### Exercise requirements
Arrange the rows as a Markdown table with the columns "Number" and "Line", starting at the beginning of the rows and ending at the line that contains "193 97 L 187". Skip blank lines and leave the pictures out.

### Stored data
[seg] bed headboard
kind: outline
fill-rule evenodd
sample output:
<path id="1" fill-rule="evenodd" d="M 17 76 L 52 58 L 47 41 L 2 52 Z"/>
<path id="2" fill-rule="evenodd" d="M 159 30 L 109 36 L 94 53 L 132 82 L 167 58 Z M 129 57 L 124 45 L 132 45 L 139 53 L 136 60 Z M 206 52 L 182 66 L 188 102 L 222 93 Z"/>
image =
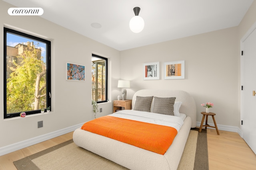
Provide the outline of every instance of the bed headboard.
<path id="1" fill-rule="evenodd" d="M 193 97 L 187 92 L 182 90 L 141 90 L 135 92 L 132 98 L 132 108 L 133 108 L 136 96 L 151 96 L 166 98 L 176 97 L 176 102 L 182 102 L 180 108 L 180 112 L 185 113 L 187 116 L 191 117 L 191 127 L 196 126 L 196 103 Z M 153 103 L 153 102 L 152 102 Z M 152 107 L 152 103 L 151 107 Z"/>

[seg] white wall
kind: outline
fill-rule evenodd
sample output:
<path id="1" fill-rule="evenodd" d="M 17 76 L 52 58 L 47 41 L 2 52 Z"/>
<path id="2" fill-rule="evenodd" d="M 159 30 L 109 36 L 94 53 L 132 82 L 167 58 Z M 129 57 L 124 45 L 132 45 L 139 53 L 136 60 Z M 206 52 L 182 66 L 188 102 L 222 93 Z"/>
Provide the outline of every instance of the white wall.
<path id="1" fill-rule="evenodd" d="M 185 90 L 196 101 L 197 121 L 205 111 L 200 104 L 211 102 L 218 124 L 238 127 L 238 33 L 234 27 L 121 51 L 121 76 L 132 80 L 128 97 L 142 88 Z M 179 60 L 185 61 L 185 79 L 164 80 L 164 63 Z M 156 61 L 160 79 L 143 80 L 143 63 Z"/>
<path id="2" fill-rule="evenodd" d="M 210 102 L 215 104 L 211 111 L 217 114 L 218 124 L 240 127 L 240 40 L 256 21 L 255 1 L 238 27 L 120 52 L 38 16 L 10 16 L 7 11 L 13 6 L 1 0 L 0 6 L 0 32 L 3 32 L 4 26 L 11 25 L 52 41 L 52 96 L 51 113 L 4 120 L 4 74 L 0 69 L 0 148 L 94 118 L 91 104 L 92 52 L 109 58 L 111 100 L 120 94 L 116 86 L 120 77 L 131 80 L 131 88 L 127 89 L 128 99 L 142 89 L 181 89 L 195 99 L 198 121 L 201 120 L 200 112 L 205 110 L 200 104 Z M 0 58 L 2 59 L 3 37 L 0 35 Z M 185 79 L 164 80 L 164 63 L 181 60 L 185 61 Z M 160 62 L 160 80 L 143 80 L 143 64 L 155 61 Z M 67 62 L 86 66 L 85 82 L 65 80 Z M 0 68 L 2 64 L 0 62 Z M 74 98 L 75 101 L 70 100 Z M 112 112 L 112 104 L 100 105 L 103 112 L 97 113 L 98 116 Z M 74 106 L 76 107 L 72 107 Z M 44 127 L 38 129 L 37 122 L 41 120 Z M 212 122 L 210 118 L 209 121 Z"/>
<path id="3" fill-rule="evenodd" d="M 91 102 L 91 56 L 94 52 L 108 58 L 109 98 L 119 94 L 120 52 L 39 16 L 10 16 L 10 4 L 0 0 L 0 68 L 3 68 L 3 27 L 16 27 L 20 31 L 40 35 L 52 41 L 52 111 L 25 117 L 4 119 L 3 69 L 0 69 L 0 148 L 32 138 L 81 123 L 94 118 Z M 67 62 L 85 65 L 86 81 L 65 80 Z M 111 94 L 111 91 L 114 92 Z M 99 105 L 102 112 L 97 116 L 111 113 L 112 103 Z M 37 122 L 43 121 L 44 127 L 37 128 Z"/>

### Problem solution
| Number | Line |
|---|---|
| 1 | [seg] bed headboard |
| 2 | kind: outline |
| 3 | fill-rule evenodd |
| 4 | sample output: |
| 5 | <path id="1" fill-rule="evenodd" d="M 17 76 L 52 58 L 47 41 L 2 52 Z"/> |
| 6 | <path id="2" fill-rule="evenodd" d="M 159 30 L 109 36 L 94 53 L 132 82 L 167 58 Z M 129 57 L 124 45 L 132 45 L 139 53 L 136 60 Z M 206 52 L 182 66 L 188 102 L 222 93 Z"/> |
| 7 | image = |
| 8 | Provide the outline of every instance of the bed headboard. |
| 9 | <path id="1" fill-rule="evenodd" d="M 193 97 L 187 92 L 182 90 L 141 90 L 135 92 L 132 98 L 132 108 L 133 108 L 136 96 L 151 96 L 166 98 L 176 97 L 176 102 L 182 102 L 180 108 L 180 112 L 185 113 L 187 116 L 191 117 L 191 127 L 196 126 L 196 103 Z M 153 103 L 153 102 L 152 102 Z M 152 107 L 152 103 L 151 107 Z"/> |